Des clés pour mieux comprendre le conflit israélo-palestinien

Le colloque « Le conflit israélo-palestinien à l’école : des clés pour mieux comprendre » organisé par l’Instruction publique le 4 avril 2025, a apporté aux enseignant.es de la Ville de Bruxelles de nombreuses pistes pédagogiques pour guider les élèves vers de nouveaux champs de réflexion.

Cette journée organisée par l’Inspection pédagogique du secondaire est née d’un constat : la nécessité de rencontrer les préoccupations des élèves touchés par le conflit israélo-palestinien avec des éléments de réflexion critique et de savoirs.

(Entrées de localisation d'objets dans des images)
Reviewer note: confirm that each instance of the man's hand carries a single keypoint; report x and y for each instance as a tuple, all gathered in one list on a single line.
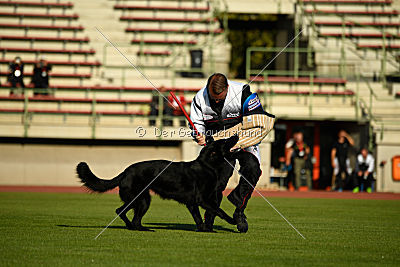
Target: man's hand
[(201, 139), (235, 147)]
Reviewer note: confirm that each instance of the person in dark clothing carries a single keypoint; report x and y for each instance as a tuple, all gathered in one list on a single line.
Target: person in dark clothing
[(175, 109), (154, 109), (219, 107), (16, 75), (40, 77), (339, 159), (297, 156), (364, 171)]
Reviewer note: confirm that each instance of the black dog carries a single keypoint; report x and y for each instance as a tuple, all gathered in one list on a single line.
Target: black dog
[(196, 183)]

▸ **EXERCICES**
1: Résumez l'extrait en deux phrases.
2: Dressez la liste complète des institutions nommées dans l'extrait.
Les entrées proviennent d'une source distincte de l'extrait.

▸ **CORRIGÉS DES EXERCICES**
1: Le 4 avril 2025, l'Instruction publique a organisé un colloque sur le conflit israélo-palestinien à l'école, qui a apporté aux enseignant.es de la Ville de Bruxelles de nombreuses pistes pédagogiques. Organisée par l'Inspection pédagogique du secondaire, cette journée est née de la nécessité de répondre aux préoccupations des élèves touchés par ce conflit avec des éléments de réflexion critique et de savoirs.

2:
- l'Instruction publique
- la Ville de Bruxelles
- l'Inspection pédagogique du secondaire